● Work to do:
(1) Answer these questions from the post on testing Drupal data migrations, one line each:
(a) Which three tools does the post name for building the testing framework?
(b) Roughly what share of the Drupal 7 site's content comes from the external data source, and how often is it pulled?
(c) What example does the post give of fields that should not contain HTML but sometimes do?
(2) Translate this sentence from the post on testing Drupal data migrations into Spanish: "It's a flexible, stable module that provides a great API for getting content from point A to point B."
(3) Write the next part of the post on testing Drupal data migrations, picking up after its last sentence.

Hướng dẫn testing Drupal data migrations với CasperJS

Hướng dẫn testing Drupal data migrations với CasperJS

At DesignHammer, we've used the Migrate module on many projects, with a variety of use cases: Drupal-to-Drupal migrations; importing content from CSVs or XML to populate a new site build; importing XML from an eBook as nodes for an online version of the book content, and so on. It's a flexible, stable module that provides a great API for getting content from point A to point B. (Note: if you are not familiar with the Migrate module, you should check out the documentation — for the purposes of this post, you just need to know that it's a framework to help developers move content from an external source into Drupal.)

But while Migrate lets you automate the process of importing the content, validating what gets migrated is often a manual review process. In most of the projects we've worked on, if our migration code gets article #123 migrated correctly, then we are pretty confident that article #456 will look fine too, because the data is in a consistent format.

Clearly, this is an optimistic assumption and it doesn't always hold up. On a recent project, the source data is anything but consistent, so while a manual review of one migrated item might look correct, any number of other items could have problems. Adding to the challenge is that this is not a one-time migration, but a regular, nightly import of data, so we can't afford to have errors from the migration showing up in production.

In this post, we'll look at how we can implement a testing framework for ongoing imports of data into Drupal using some of our favorite tools: CasperJS, Migrate module, and Jenkins.

The Scenario

We have a Drupal 7 site where about 90% of the content is pulled from an external data source once per day. The external data source is itself supplying data based on an import from a CRM. So, the workflow is something like: the client edits content in a CRM, that data gets exported to another server as XML, then that server provides a SOAP API for our Drupal site to pull down XML. Finally, for reasons that I won't go into here, we need to convert the XML to CSV format.

There are a couple points where data can get munged as it makes its way from the CRM to the Drupal site. More importantly, the CRM data is not always correct to begin with — sometimes invalid cross-references are created between different entities in the CRM. For example, if we are importing Authors and Publications they have written, we would expect that the Publication XML contains valid Author IDs, and that the Author IDs are the correct Author references for the data. This is a nice assumption, but we ran into problems over and over again where it isn't the case. In other cases, fields that should not have HTML in them (e.g. fields that map to node titles) sometimes have HTML.

● Record excerpts:

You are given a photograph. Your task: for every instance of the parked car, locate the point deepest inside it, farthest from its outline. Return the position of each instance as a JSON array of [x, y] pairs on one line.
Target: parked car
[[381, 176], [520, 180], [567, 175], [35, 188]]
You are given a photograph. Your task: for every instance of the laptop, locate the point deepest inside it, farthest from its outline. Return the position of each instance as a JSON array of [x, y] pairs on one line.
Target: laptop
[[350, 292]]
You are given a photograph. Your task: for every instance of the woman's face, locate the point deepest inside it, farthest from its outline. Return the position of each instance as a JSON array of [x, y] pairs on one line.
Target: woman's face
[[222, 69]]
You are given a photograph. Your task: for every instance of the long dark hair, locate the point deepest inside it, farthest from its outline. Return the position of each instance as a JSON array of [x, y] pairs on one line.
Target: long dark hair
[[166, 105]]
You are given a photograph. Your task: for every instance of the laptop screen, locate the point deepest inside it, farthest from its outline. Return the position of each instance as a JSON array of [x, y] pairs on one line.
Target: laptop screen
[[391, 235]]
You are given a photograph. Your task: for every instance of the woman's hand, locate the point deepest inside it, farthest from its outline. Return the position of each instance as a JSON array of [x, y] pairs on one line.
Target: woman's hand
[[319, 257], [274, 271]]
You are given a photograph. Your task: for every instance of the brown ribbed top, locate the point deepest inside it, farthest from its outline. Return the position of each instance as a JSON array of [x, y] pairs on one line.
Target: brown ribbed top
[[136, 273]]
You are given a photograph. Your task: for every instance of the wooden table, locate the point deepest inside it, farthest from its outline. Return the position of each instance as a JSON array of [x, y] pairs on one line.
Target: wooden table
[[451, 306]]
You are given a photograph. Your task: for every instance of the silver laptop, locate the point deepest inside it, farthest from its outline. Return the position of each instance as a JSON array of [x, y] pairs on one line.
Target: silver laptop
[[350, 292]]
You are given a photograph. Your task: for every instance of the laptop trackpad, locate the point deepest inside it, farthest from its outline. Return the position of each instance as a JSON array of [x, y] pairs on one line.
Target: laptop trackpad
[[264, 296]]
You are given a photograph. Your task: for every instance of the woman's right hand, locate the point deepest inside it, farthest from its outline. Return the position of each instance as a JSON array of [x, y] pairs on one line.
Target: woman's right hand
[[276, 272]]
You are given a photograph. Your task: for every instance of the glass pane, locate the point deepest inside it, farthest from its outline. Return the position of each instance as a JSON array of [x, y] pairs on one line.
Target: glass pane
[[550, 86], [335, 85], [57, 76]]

● Replies:
(1)
(a) CasperJS, the Migrate module, and Jenkins.
(b) About 90% of the content, pulled once per day.
(c) Fields that map to node titles.

(2) Es un módulo flexible y estable que ofrece una excelente API para llevar contenido del punto A al punto B.

(3)
We can't go ahead with deploying a site where a nightly import has the potential to break a lot of the content, so we need to look at setting up a process to prevent any problems from ever reaching production.

Validating the migration

Preparation

First thing we need to do is get the source data in a format that CasperJS can understand — JSON. As I mentioned earlier, we are importing XML from the data source and converting it to CSV for our Migrate module code. This is done through a custom module that grabs the XML from the external source, then converts the XML to CSV (here's a snippet for anyone interested). To get JSON, we read the CSV back into an array, then write the array as JSON.

API module for locating migrated data

The second thing needed is an API for our Drupal site to return content to CasperJS based on the source ID. For example, let's say we have a Publication with ID 123. After running a migration, we have a Publication node with a node ID of 456. What we want is for CasperJS to be able to find the migrated entity based on the source ID, so we can compare if the data get migrated accurately. To do this, I wrote an API module with a hook_menu()entry for returning content. The idea being that I can now visit http://example.com/api/publication/123and the API module will redirect me to http://example.com/node/456. What's more, the API module will also set messages or errors if more than one Drupal entity matches a source ID, or if the item is not found — that way CasperJS can run assertions based on those status messages.

Dynamic migration

Next, we need to write a dynamic migration test in CasperJS.

Recently I wrote about Using CasperJS Drush and Jenkins to test Drupal and I recommend glancing through that to see an example of the way a typical test might be written: you define some behaviors that will get run on a predefined set of paths, and then test them.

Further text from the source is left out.